— start The input —
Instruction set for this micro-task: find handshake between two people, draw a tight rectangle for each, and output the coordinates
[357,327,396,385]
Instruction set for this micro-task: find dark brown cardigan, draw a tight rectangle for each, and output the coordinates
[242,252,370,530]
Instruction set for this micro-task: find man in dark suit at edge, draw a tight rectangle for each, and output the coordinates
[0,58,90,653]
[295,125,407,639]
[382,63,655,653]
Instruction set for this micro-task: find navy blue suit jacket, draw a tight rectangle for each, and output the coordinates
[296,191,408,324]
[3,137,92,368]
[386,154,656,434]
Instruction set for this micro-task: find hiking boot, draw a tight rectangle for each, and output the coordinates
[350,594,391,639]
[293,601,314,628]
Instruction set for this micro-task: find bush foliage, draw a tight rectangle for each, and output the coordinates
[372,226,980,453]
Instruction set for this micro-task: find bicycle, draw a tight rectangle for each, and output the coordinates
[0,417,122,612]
— end The input —
— start The input —
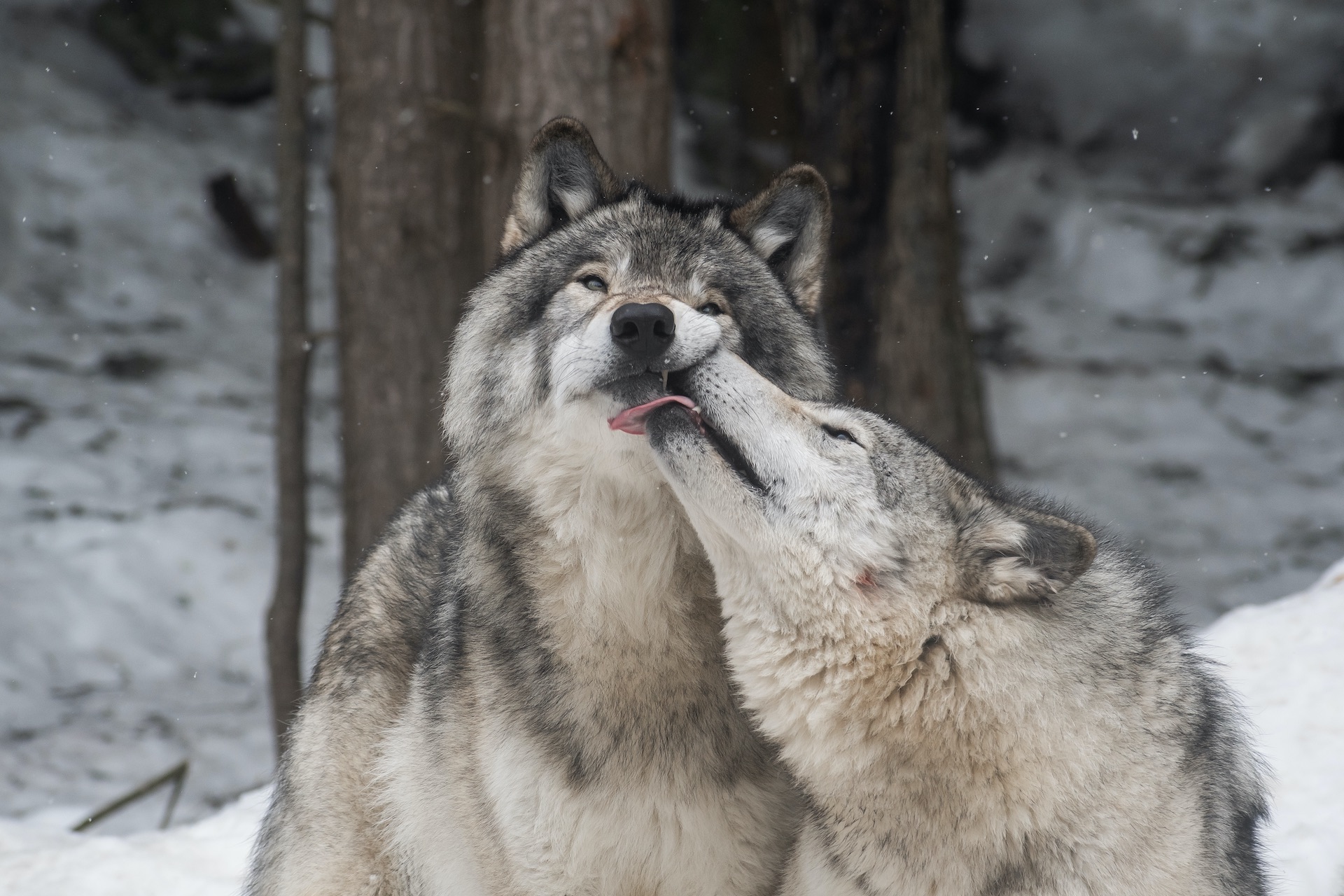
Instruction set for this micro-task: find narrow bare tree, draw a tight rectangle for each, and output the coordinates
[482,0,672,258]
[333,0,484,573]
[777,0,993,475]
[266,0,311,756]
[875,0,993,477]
— end The input —
— start The input —
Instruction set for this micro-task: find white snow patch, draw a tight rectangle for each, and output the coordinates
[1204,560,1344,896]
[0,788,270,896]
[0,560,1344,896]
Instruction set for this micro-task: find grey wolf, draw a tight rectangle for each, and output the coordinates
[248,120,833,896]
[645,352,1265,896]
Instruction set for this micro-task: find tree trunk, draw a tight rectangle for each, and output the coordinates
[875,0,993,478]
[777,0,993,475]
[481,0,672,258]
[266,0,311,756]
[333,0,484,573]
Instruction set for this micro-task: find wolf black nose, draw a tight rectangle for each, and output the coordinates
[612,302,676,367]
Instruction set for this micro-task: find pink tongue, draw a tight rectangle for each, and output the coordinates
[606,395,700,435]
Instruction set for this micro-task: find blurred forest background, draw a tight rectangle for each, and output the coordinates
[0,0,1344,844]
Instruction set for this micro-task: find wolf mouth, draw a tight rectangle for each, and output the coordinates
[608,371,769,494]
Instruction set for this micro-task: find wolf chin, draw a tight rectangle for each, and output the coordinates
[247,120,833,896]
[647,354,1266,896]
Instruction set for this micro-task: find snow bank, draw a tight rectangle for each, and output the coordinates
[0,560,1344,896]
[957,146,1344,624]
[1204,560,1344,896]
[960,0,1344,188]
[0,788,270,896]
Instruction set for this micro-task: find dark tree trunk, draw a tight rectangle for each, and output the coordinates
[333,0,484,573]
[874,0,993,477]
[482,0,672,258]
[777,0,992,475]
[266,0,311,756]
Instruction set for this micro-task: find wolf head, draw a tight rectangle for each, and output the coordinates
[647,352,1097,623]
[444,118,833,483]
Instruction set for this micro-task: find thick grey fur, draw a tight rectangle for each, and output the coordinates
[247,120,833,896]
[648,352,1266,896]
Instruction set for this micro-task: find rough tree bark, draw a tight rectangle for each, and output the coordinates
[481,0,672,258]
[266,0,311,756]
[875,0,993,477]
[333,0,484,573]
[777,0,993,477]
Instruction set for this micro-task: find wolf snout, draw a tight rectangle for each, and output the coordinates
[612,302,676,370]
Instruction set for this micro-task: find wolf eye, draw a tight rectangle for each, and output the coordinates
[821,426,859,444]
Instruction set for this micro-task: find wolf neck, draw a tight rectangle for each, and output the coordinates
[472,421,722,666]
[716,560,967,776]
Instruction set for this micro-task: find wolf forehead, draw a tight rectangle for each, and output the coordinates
— end The input —
◆ Stated goal
Starting at the line that contains "Instruction set for this micro-task: find man" and ending after the line that contains "[386,154,656,434]", reproduce the data with "navy blue" swapped out for "charcoal gray" and everything else unchanged.

◆ Answer to the task
Instruction set for this micro-task: find man in dark suit at edge, draw a tight rectangle for each, and output the coordinates
[0,58,90,653]
[295,125,407,639]
[382,63,655,653]
Instruction set for this micro-task: find charcoal gray suit jacket, draw a tight rectangle for each, and output the coordinates
[296,191,408,324]
[3,137,92,368]
[386,154,656,434]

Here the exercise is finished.